[Text for analysis — start]

21 January 2021
ARC West Director Professor John Macleod on what is giving him hope during this dark covid winter, including vaccines, the new ARC West Manager and wearing scrubs.
Right this minute there doesn’t seem much reason to be cheerful. I reckon even Ian Dury would struggle. Covid-19 case numbers have risen inexorably, the NHS is creaking, daily deaths have topped 1,000 – even more than the worst of April. “Only three lockdowns till next Christmas” goes the gallows humour. And it’s dark outside.
Remember the original “Mission Impossible”, the fizzing fuse, the self-destructing tape,
“Your mission, should you choose to accept it…”
I felt that way when Zoe, our comms commandant (see previous blog) emailed me the other evening saying,
“We need another blog, people need cheering up, we’re all miserable, do something.”
It’s OK, I know my place. ARC West is a family, and my role is essentially parental. I have parented teenagers so I know the drill: shut up, we’re talking; show me the money; sort it out now; under no circumstances dance.
Knowing your allocated role in life is one thing, knowing how to fulfil it is another. How on earth could I complete this impossible mission, today on the 44th of December 2020 when everything was so objectively awful? What could puncture the gloom in this gloomy setting? The physical characteristics of Hartcliffe Health Centre are as dispiriting as all the people who work there are utterly fantastic. The building reminds me most of a Central American police station (I worked briefly in El Salvador in the 80s) – the squat grey structure, the razor wire, the front of house staff in balaclavas with Armalites clutched to their stab vests (OK, not the Armalites – PPE now). Whenever we plead for more resources (like to fix the ever-leaking roof) we remind the NHS that we are the most deprived practice in England, South of Liverpool (sorry Liverpool, sorry Bradford, sorry Newcastle) and in the bottom 10 for children’s deprivation. It makes no difference; the roof still leaks.
I look to the endless spam in my inbox for hope. Sleaford Mods (ever the optimists) are planning to tour again, the Whisky Exchange (how on earth did they get my address??) want me to embrace “Try January” by sampling their reasonably priced single malt. The boundless ingenuity of free market capitalism, I might just take them up on that.
But as Camus says in La Peste
“stupidity has a knack of getting its way; as we should see if we were not always so much wrapped up in ourselves.”

[Text for analysis — finish]
[Given information — start]

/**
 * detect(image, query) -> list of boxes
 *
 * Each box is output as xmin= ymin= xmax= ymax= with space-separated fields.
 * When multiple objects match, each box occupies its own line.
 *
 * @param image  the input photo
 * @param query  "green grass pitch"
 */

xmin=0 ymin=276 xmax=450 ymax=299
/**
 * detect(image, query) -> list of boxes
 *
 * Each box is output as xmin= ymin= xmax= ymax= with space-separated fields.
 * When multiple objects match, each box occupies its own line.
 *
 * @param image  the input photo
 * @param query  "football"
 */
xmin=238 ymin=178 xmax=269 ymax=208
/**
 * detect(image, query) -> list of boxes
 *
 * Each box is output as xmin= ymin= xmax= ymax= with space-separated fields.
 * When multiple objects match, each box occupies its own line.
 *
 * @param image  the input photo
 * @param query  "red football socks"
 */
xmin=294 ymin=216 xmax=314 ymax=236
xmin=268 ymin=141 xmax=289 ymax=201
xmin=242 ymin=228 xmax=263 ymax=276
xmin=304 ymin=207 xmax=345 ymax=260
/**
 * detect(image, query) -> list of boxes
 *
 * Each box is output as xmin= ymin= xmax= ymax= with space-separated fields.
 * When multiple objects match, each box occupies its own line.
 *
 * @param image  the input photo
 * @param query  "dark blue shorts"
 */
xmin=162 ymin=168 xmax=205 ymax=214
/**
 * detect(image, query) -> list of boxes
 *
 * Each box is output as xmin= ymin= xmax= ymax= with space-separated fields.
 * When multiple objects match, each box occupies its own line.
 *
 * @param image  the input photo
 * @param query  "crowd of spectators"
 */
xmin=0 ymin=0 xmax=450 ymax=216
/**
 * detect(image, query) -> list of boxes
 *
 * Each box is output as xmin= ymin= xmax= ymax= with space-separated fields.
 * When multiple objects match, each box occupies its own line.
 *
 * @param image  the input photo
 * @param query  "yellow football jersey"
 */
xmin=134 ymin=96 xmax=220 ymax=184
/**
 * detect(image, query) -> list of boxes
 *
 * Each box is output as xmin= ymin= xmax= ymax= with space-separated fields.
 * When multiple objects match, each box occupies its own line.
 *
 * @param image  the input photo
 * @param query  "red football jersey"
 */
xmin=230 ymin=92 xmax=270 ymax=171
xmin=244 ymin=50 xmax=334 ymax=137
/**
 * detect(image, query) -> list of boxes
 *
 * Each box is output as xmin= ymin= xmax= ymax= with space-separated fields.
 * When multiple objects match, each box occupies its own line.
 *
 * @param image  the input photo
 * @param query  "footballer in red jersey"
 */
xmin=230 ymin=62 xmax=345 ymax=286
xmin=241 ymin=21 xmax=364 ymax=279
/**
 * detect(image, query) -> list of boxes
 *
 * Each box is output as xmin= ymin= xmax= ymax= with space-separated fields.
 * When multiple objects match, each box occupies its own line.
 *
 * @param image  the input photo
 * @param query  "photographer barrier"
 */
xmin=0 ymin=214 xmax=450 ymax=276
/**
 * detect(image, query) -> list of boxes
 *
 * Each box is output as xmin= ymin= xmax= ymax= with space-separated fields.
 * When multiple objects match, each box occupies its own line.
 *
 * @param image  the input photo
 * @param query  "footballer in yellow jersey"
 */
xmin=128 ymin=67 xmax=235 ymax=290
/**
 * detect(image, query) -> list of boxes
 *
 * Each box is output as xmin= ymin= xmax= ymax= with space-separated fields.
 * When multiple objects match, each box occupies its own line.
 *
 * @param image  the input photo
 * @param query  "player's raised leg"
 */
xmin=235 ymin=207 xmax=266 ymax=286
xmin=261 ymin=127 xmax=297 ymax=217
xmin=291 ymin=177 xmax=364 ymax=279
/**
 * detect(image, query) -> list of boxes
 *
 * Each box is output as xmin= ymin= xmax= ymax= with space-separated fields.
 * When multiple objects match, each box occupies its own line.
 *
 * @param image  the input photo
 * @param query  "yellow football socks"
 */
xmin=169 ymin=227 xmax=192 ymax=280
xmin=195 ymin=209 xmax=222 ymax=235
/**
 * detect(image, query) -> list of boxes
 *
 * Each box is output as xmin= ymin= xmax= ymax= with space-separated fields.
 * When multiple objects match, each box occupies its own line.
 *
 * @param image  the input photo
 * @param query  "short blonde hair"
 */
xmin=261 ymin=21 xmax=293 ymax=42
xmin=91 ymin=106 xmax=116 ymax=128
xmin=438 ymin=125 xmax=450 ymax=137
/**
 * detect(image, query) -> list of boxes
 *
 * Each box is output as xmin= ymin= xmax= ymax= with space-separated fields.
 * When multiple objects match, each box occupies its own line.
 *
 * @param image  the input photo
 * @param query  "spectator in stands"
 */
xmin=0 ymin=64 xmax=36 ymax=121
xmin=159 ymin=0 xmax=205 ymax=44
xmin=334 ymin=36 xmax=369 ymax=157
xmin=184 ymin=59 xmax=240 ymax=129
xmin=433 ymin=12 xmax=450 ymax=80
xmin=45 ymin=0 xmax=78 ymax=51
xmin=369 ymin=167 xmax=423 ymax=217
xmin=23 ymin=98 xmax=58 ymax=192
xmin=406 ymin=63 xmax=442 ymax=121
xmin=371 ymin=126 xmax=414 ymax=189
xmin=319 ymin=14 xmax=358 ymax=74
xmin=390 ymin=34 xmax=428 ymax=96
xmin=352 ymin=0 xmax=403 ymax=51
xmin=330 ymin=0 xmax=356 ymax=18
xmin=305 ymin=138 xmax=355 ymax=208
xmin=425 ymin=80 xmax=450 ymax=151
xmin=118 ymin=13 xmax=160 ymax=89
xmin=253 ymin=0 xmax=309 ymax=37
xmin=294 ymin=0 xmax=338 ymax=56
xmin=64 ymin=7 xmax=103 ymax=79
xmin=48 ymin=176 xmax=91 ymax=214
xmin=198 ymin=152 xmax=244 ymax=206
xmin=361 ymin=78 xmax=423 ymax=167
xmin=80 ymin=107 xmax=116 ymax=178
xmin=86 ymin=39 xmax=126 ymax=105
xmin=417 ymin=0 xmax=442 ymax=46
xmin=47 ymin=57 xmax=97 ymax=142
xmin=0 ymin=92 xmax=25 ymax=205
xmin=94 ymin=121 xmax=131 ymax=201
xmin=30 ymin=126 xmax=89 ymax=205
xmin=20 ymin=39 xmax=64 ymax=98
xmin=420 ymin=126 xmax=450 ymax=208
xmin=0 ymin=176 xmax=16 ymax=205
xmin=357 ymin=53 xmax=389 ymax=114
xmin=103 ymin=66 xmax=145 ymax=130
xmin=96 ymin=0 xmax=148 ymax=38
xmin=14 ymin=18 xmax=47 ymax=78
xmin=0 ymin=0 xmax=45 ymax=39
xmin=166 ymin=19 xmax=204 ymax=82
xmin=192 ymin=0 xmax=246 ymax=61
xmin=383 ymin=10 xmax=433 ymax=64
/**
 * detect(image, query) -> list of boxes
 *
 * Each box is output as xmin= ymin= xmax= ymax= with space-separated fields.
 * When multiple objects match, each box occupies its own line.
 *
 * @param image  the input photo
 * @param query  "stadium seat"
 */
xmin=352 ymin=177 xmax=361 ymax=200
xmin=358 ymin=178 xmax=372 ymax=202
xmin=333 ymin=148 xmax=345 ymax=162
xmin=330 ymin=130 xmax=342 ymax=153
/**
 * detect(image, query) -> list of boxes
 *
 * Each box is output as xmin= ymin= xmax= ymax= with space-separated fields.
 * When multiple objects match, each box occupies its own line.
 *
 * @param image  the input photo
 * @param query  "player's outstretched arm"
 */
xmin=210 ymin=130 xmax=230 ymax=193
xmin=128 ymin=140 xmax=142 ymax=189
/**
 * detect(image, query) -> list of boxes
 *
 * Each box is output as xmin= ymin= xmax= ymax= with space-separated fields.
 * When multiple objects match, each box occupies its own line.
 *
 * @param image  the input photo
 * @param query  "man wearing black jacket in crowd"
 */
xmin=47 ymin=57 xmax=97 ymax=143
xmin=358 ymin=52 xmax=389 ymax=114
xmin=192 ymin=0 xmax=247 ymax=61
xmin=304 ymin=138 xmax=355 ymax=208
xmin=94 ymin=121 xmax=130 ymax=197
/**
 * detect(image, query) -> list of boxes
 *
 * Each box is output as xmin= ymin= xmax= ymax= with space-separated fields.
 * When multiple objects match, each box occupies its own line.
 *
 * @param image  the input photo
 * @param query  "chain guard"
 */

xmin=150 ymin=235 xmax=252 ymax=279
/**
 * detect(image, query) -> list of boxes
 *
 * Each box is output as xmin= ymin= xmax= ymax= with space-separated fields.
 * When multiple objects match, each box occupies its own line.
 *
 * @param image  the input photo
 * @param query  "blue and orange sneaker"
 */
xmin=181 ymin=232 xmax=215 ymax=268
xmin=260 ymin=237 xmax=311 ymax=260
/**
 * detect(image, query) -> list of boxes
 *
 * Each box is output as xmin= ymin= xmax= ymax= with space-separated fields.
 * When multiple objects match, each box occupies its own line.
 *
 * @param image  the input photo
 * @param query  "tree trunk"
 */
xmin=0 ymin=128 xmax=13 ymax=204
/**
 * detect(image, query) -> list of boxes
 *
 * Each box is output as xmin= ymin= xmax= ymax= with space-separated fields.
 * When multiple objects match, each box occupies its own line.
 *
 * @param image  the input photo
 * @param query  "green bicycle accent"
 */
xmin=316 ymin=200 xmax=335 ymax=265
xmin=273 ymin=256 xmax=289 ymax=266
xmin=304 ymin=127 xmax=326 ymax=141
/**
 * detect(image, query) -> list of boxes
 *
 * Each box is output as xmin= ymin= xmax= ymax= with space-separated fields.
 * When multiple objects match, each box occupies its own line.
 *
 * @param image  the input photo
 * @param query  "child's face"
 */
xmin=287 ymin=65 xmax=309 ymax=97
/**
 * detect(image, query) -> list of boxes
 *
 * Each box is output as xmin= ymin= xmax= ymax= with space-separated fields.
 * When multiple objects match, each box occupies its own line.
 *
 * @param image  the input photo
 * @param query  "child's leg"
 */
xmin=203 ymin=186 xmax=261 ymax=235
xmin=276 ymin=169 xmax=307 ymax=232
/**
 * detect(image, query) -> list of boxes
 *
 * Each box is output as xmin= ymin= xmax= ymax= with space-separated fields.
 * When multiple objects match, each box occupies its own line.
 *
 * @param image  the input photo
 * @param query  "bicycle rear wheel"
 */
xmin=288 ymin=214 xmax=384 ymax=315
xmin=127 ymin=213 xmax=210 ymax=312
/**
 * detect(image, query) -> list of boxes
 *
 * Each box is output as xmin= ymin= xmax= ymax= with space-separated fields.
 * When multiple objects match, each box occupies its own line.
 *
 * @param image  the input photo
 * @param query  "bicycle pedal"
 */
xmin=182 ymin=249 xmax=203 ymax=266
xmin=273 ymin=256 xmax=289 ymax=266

[Given information — finish]

Brief 1 = According to the ARC West blog post, what does the building of Hartcliffe Health Centre remind its author of most?
Brief 2 = Reproduce the ARC West blog post word for word, starting at "Right this minute" and ending at "it’s dark outside.".
Brief 3 = Please resume the ARC West blog post about finding hope during the covid winter, writing on from its final line.

Exercise response 1 = A Central American police station.

Exercise response 2 =
Right this minute there doesn’t seem much reason to be cheerful. I reckon even Ian Dury would struggle. Covid-19 case numbers have risen inexorably, the NHS is creaking, daily deaths have topped 1,000 – even more than the worst of April. “Only three lockdowns till next Christmas” goes the gallows humour. And it’s dark outside.

Exercise response 3 =
He also says something much quoted recently about the importance of duty and just getting on with the work at hand. It’s the same point; gloomy introspection is all very well but there’s work to be done and it won’t do itself – so you better man up (or person up), put a smile on your face and get on with the job.
ARC West have spent the last year both getting on with the immediate job and discussing, iterating, co-creating and crystalising the coming job over the next nearly four years. We’re almost there, a workplan has emerged and we’ll be presenting it at our Showcase on 15 March. Between now and then the agenda of priority questions agreed by our theme-based Research Oversight Groups (ROGs) of stakeholders and our Research Advisory Panel (RAP) of senior academics and system leaders is being transformed into projects with our methodological theme leads and our wider group of public contributors (all our ROGs involve public contributors). This is mainly our post-pandemic workplan. Our blueprint for how we hope to help the health and care system “Build Back Better”, as President Biden likes to say (he’ll be President by the time you read this, assuming the fascists in fancy dress haven’t got another prank up their sleeves).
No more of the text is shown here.